**PAGE EXCERPT:**
Your moniker gives me the impression that you are all for inclusion of openly practicing LGBT person to Holy Orders and that having a Universalist Unitarian type church is perfectly acceptable in a Christian Church that worships (or used to anyway) God the Father, God the Son, and God the Holy Spirit. And that feminizing our Father in Heaven is perfectly okay too, and that a person who embrace Buddhism is okay to lift to the episcopate. You see just by listing these very few things should give you an idea as to why we comment here and why it is so important for those who hold to the Holy Scriptures as the Truth of God revealed through the Holy Spirit to the Apostles handed down for all then that also should help you to understand why we need to Stand Firm for the Gospel of the Truth, the Way, and the Life that is only found in Jesus Christ our Risen Lord and Savior.

[104] Posted by TLDillon on 5-26-2010 at 03:28 PM · [top]

RE: “Whose message, yours?”

Oh, I think it was clear “whose message” by the next dozen or so words in my comment: “Maybe he needs to get with some of the other TEC revisionist activists who are proclaiming the lack of caring”  . . .  ; > )

But then, Inclusion knew that.

RE: “Your new African church’s?”

Not sure to what Inclusion is referring . . . ACNA? 

I’m a happy Episcopalian.

RE: “they want to froth at the mouth about the current state of TEC while at the same time completely dismissing it.”

The post was *clearly* not dismissing TEC.  It was offering a good theory for why the comparative lack of interest in the Glasspool consecration—something that the revisionists have done as well.

RE: “You have the right to move on . . . “

Oh I plan to stick around with bells on and fight the current direction of the national church leaders in my own small way for a gooooooooddddd long time.  ; > )

RE: “and I’m not a newbie, incidentally; I have read columns and comments here for a considerable time” . . . .

Not long enough not to know that 100 “posts” [sic] is nothing around here.

RE: “Now how about expending your energy in a positive way?”

Oh, resistance of the agenda of the progressive activists in TEC by other Episcopalians is beautifully positive.  Not to mention all the other ways I’m expending energy in a positive way.

Yes, I feel comfortable with the ways I’m spending my time.

But thanks for caring so much.

[105] Posted by Sarah on 5-26-2010 at 04:09 PM · [top]

Thanks #105.
Heh…stick a fork in him/her. He/She is done.

**DATASET RECORDS:**
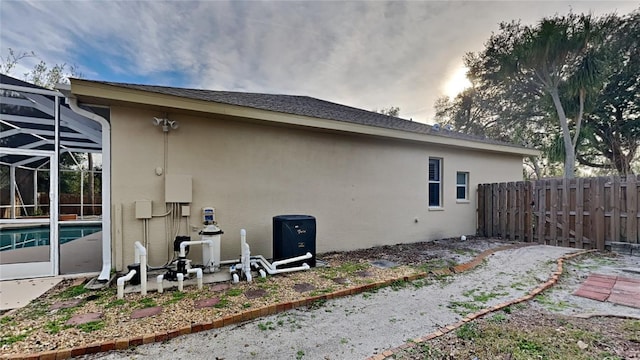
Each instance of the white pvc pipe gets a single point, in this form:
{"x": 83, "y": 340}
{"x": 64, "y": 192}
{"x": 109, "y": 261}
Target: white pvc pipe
{"x": 180, "y": 277}
{"x": 198, "y": 272}
{"x": 159, "y": 280}
{"x": 120, "y": 283}
{"x": 227, "y": 262}
{"x": 275, "y": 264}
{"x": 272, "y": 271}
{"x": 105, "y": 273}
{"x": 209, "y": 244}
{"x": 141, "y": 258}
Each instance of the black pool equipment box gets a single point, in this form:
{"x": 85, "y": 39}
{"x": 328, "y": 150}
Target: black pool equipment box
{"x": 294, "y": 235}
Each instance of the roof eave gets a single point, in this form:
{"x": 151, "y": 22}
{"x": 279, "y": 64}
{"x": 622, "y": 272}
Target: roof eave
{"x": 105, "y": 94}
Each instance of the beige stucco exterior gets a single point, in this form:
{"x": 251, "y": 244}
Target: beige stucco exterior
{"x": 364, "y": 189}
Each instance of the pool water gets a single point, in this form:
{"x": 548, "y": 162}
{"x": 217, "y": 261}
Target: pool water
{"x": 17, "y": 238}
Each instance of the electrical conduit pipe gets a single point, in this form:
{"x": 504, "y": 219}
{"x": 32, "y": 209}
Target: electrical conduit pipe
{"x": 159, "y": 280}
{"x": 141, "y": 258}
{"x": 198, "y": 272}
{"x": 120, "y": 283}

**EXERCISE REQUIREMENTS:**
1. In the records, from the line containing "Each instance of the pool" through the end of the records, inclusive, swap "pool water" for "pool surface" and leave everything else as it is. Give back only those lines.
2. Continue the forum thread about the Episcopal Church from its last line.
The records are unrelated to the text.

**WRITTEN RESPONSES:**
1.
Each instance of the pool surface gets a single point, in this form:
{"x": 548, "y": 162}
{"x": 217, "y": 261}
Target: pool surface
{"x": 17, "y": 238}
Each instance of the electrical conduit pipe gets a single point, in this form:
{"x": 504, "y": 219}
{"x": 32, "y": 209}
Target: electrical conduit pipe
{"x": 159, "y": 280}
{"x": 141, "y": 258}
{"x": 198, "y": 272}
{"x": 120, "y": 283}

2.
Intercessor

[106] Posted by Intercessor on 5-26-2010 at 04:23 PM · [top]

Sarah, what resistance? It seems to me that pretty much everyone, even people such as the two of us who have stuck with ECUSA, has given up on the possibility of any successful resistance against the revisionist establishment. If Matt Kennedy is saying that he wants to avoid Cantuar’s recognition because it would imply some connection to ECUSA, that in my book is throwing in the towel. So why is it so popular to keep retreading the same path of ridicule? You’re just reading from the script they’ve handed you!

Maybe you personally can be given a pass on this one, but it’s about time all the people who’ve supposedly turned their back on ECUSA to get on with their lives. If ECUSA were Sodom, the internet would be littered with pillars of salt.

[107] Posted by C. Wingate on 5-26-2010 at 04:33 PM · [top]

[103] inclusion2010

And as the host of this site recommends right here at the bottom of the page:  “Before you post, please remember Matthew 5:43-45

I always find it curious when liberals quote Scripture as if it has authority.  The same people who reject every statement about homosexuality in Scripture still somehow think that Matthew 5 is clear and comprehensible.  Curious.

carl

[108] Posted by carl on 5-26-2010 at 04:41 PM · [top]

RE: “Sarah, what resistance? It seems to me that pretty much everyone, even people such as the two of us who have stuck with ECUSA, has given up on the possibility of any successful resistance against the revisionist establishment.”

Well, C Wingate, I think I’ll let you speak for yourself.

As I’ve said time and time again over the past 6 years . . . this is not about reforming TEC.  This is about accomplishing other things that require resistance *within* TEC.  I’m going to be generally silent about what those other things might be—I think some people could come up with a list, but I’m not going to list those things here.

I’d be interested to know what diocese you are in, if you’re up for sharing.

[109] Posted by Sarah on 5-26-2010 at 05:07 PM · [top]

Sarah/Intercessor:  Truly, this needn’t be about sarcasm and sticking forks in people;  I understand that’s the protocol here, but I believe it is counter-productive.  In the short term, I am sure it is immensely satisfying to get the digs in where you can, but in the long term, that approach will do nothing but damage any hopes of real dialogue.  Clearly, there is strong division here and I think both sides understand at least that much.  We are all in the midst of a crisis involving a church body that we have (or had) a tremendous amount of passion about.  The good news is that we—on both sides of a particular issue—do care about its future.  There is a lot of work to be done, but I’m hopeful that reconciliation can be a reality.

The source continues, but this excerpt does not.